> **What the task asks**: Take every line from the listing below that contains "written".
-- Data under study follows --
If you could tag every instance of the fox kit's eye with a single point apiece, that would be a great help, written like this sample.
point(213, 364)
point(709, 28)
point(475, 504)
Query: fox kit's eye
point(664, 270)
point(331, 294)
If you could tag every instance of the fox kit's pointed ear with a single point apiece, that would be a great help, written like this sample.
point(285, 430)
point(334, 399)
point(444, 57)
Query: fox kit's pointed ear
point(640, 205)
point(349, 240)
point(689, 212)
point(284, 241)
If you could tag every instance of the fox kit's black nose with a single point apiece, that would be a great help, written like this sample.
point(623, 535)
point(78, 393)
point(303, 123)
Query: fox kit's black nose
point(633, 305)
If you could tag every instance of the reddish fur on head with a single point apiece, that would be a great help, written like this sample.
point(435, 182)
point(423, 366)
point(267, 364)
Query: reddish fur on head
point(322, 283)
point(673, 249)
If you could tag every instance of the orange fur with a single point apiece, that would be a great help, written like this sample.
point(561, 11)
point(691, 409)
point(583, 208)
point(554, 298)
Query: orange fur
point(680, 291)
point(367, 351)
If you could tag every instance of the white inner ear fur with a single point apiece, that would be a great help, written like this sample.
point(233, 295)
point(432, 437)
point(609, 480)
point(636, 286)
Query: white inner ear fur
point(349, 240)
-- Data under study concluded --
> **Result**:
If you could tag every instance of the fox kit's eye with a single point apiece, that would be a great help, written like this sample.
If you could tag every instance of the fox kit's pointed ear with a single point apiece, that would be a great help, written like this sample.
If you could tag every instance of the fox kit's black nose with a single point apiece, that would be a great help, written like this sample.
If you could tag every instance of the reddish fur on head with a single point apiece, that would be a great help, written like this sample.
If you could tag every instance of the orange fur with a single point apiece, that would be a great help, written like this sample.
If you could tag every instance of the white inner ear fur with a single point apiece, that would be a great help, written like this sample.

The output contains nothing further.